Di Jakarta, aku akan lebih leluasa mengatur materi karena sekali lagi aku
bersyukur sebab di sana banyak saudara.
Selang
itu, kakiku sudah menaiki tangga menuju kamar dan rebahan di atas kasur nan
empuk. Sesekali menyalakan TV barangkali di sana aku mendapati setidaknya
hiburan plus informasi. Ternyata setelah tombol remot aku klik mengganti siaran
demi siaran tak satupun aku dapatkan acara TV yang menyuguhkan seperti yang aku
minta.
Kembali
lagi, aku meneruskan membaca buku Agustinus Wibowo, “Garis Batas.”
***
Dzuhur telah berlalu. A Depi entah jam berapa akan menelpon untuk berkemas menuju Jakarta. Tapi sebelum beliau memintaku berkemas aku sudah berkemas. Sehingga ketika panggilan masuk aku tidak kerepotan merapikan barang.
Namun
tubuh yang terlalu enak rebahan dengan buku yang sengaja aku telungkupkan di
atas muka agar cahaya tidak masuk ke mata. Tiba-tiba terlelap tak sadarkan
diri. Iya. Aku tertidur dan aku bermimpi. Mimpinya itu tak aku ingat lagi.
Aku
terbangun ketika dering telepon masuk ke ponselku berkali-kali dari A Depi.
____________
:: Latihan 1 ::
Tuliskan kembali bagian bacaan tentang persiapan menuju Jakarta secara persis, mulai dari "Di Jakarta, aku" dan terus hingga "kerepotan merapikan barang.".
:: Latihan 2 ::
Menurut bacaan, apa yang membuat penutur terbangun dari tidurnya?

Catatan dari kumpulan pelabelan titik
____________
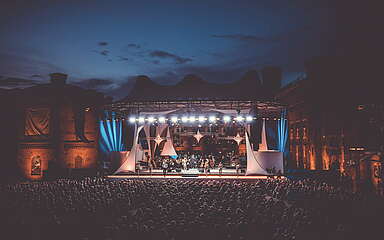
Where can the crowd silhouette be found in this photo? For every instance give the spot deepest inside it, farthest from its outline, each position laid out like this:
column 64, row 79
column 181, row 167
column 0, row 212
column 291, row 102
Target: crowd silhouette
column 101, row 208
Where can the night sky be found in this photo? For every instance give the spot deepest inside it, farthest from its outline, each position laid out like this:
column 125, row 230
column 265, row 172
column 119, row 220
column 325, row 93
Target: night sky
column 105, row 44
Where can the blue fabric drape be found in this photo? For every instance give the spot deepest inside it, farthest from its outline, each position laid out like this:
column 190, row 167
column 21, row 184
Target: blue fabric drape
column 282, row 128
column 111, row 134
column 271, row 130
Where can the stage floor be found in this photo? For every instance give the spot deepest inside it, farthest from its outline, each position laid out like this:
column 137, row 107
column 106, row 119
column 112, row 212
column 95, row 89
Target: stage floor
column 190, row 173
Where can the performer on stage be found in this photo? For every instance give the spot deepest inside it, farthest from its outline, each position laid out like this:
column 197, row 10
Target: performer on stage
column 206, row 167
column 220, row 168
column 237, row 168
column 165, row 167
column 150, row 167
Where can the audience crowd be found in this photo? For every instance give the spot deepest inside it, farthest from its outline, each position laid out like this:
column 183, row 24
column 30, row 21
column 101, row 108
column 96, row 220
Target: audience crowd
column 101, row 208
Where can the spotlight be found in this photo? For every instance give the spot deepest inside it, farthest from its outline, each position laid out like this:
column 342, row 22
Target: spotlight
column 226, row 118
column 162, row 119
column 132, row 120
column 184, row 119
column 239, row 118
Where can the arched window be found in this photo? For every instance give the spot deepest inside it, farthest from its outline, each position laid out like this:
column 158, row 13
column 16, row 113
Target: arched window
column 78, row 162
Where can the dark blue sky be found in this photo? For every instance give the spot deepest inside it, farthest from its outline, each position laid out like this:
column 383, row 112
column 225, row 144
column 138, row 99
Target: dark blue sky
column 104, row 44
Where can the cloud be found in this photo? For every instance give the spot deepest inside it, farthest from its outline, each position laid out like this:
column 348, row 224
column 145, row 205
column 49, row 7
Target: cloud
column 123, row 89
column 167, row 55
column 12, row 82
column 121, row 58
column 246, row 37
column 102, row 43
column 262, row 39
column 103, row 52
column 94, row 83
column 133, row 45
column 24, row 67
column 37, row 76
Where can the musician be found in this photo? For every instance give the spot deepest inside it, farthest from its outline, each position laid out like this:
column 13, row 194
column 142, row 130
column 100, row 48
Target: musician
column 150, row 167
column 206, row 166
column 220, row 168
column 165, row 167
column 237, row 168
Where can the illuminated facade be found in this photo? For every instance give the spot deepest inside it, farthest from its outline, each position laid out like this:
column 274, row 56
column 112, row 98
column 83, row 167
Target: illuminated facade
column 58, row 128
column 331, row 126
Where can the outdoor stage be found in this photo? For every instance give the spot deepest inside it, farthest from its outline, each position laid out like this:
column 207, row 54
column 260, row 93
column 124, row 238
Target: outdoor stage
column 191, row 173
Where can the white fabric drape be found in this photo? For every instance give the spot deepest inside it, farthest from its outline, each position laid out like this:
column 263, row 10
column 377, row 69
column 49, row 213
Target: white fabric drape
column 198, row 136
column 147, row 130
column 129, row 164
column 263, row 146
column 168, row 149
column 232, row 112
column 253, row 166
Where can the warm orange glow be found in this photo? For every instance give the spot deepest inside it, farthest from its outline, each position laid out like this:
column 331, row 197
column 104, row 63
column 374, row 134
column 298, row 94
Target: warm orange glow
column 27, row 153
column 312, row 159
column 325, row 157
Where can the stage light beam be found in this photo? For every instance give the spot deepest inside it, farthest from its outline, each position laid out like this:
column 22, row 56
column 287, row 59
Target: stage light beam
column 174, row 119
column 226, row 118
column 239, row 118
column 132, row 120
column 184, row 119
column 161, row 119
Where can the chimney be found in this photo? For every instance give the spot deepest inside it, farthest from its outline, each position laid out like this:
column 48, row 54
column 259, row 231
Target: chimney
column 58, row 79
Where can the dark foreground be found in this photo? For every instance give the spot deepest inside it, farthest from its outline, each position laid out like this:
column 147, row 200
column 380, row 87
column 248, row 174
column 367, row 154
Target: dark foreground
column 97, row 208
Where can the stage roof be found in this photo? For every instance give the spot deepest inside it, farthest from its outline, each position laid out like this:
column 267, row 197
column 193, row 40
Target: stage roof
column 129, row 107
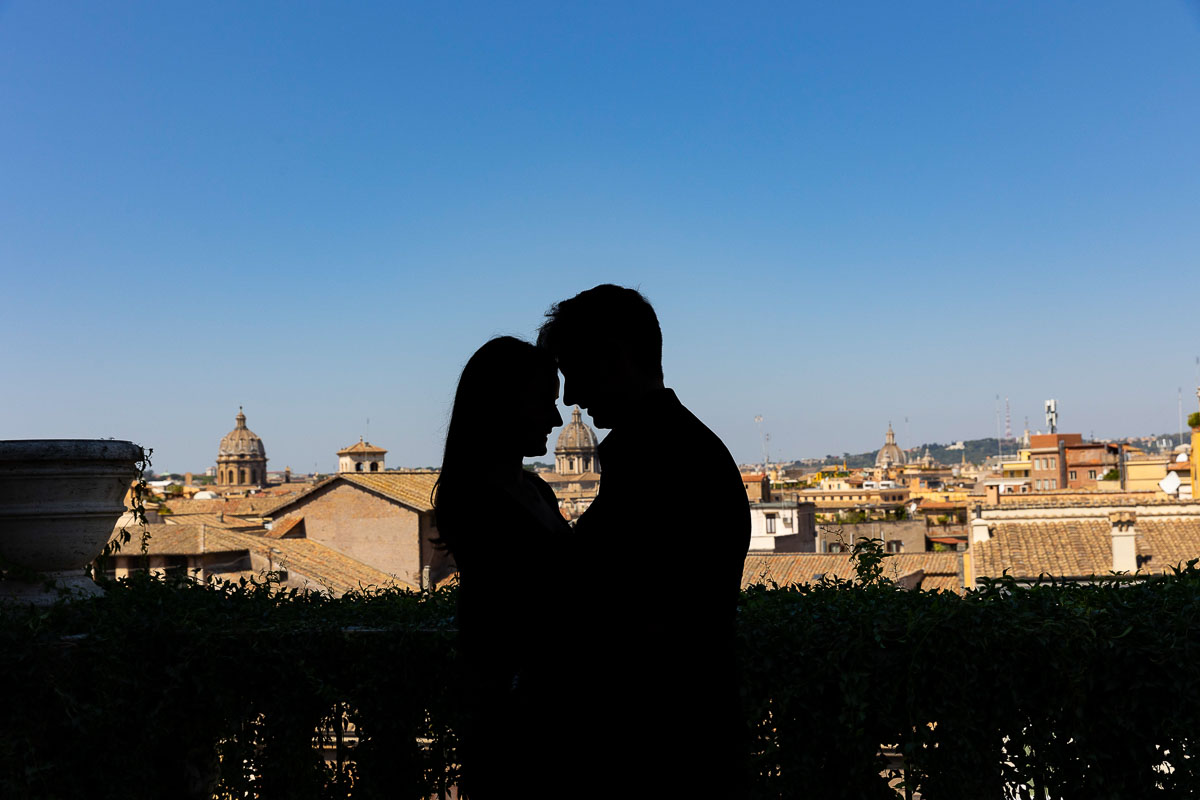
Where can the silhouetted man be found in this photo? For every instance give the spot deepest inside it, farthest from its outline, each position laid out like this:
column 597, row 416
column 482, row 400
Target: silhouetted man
column 661, row 551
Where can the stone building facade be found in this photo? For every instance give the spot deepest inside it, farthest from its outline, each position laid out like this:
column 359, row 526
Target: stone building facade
column 361, row 457
column 384, row 521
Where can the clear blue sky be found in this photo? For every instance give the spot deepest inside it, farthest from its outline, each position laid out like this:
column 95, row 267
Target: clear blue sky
column 845, row 212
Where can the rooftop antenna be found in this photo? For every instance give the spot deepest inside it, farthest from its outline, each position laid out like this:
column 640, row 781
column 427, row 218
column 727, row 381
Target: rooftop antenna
column 766, row 438
column 1000, row 447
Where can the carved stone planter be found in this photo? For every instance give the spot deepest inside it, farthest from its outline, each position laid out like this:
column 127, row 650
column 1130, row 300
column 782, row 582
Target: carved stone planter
column 59, row 500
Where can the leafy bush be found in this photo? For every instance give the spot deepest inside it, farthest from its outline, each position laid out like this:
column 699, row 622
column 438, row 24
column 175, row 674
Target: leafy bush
column 165, row 689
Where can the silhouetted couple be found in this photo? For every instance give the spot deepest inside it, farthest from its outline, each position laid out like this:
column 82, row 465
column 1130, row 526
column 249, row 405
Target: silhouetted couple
column 599, row 657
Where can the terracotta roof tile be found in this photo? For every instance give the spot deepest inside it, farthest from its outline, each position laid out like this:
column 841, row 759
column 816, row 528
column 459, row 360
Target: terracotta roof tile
column 211, row 519
column 360, row 446
column 1081, row 547
column 941, row 569
column 1077, row 498
column 317, row 566
column 414, row 489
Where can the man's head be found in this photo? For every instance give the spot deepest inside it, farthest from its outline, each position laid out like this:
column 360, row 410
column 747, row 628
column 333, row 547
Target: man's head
column 609, row 347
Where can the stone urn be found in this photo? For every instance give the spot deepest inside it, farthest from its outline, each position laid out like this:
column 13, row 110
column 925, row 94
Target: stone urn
column 59, row 501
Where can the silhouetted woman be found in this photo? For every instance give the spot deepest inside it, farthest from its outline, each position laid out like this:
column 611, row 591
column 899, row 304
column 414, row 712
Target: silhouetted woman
column 499, row 521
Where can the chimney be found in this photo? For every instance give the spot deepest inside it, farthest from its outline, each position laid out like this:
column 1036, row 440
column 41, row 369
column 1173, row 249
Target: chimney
column 979, row 530
column 1125, row 541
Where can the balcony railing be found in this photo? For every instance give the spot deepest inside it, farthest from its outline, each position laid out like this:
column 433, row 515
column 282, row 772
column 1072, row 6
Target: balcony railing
column 161, row 690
____________
:: Jawaban Tertulis 1 ::
Di Jakarta, aku akan lebih leluasa mengatur materi karena sekali lagi aku
bersyukur sebab di sana banyak saudara.
Selang
itu, kakiku sudah menaiki tangga menuju kamar dan rebahan di atas kasur nan
empuk. Sesekali menyalakan TV barangkali di sana aku mendapati setidaknya
hiburan plus informasi. Ternyata setelah tombol remot aku klik mengganti siaran
demi siaran tak satupun aku dapatkan acara TV yang menyuguhkan seperti yang aku
minta.
Kembali
lagi, aku meneruskan membaca buku Agustinus Wibowo, “Garis Batas.”
***
Dzuhur telah berlalu. A Depi entah jam berapa akan menelpon untuk berkemas menuju Jakarta. Tapi sebelum beliau memintaku berkemas aku sudah berkemas. Sehingga ketika panggilan masuk aku tidak kerepotan merapikan barang.

:: Jawaban Tertulis 2 ::
Dering telepon dari A Depi yang masuk ke ponselnya berkali-kali.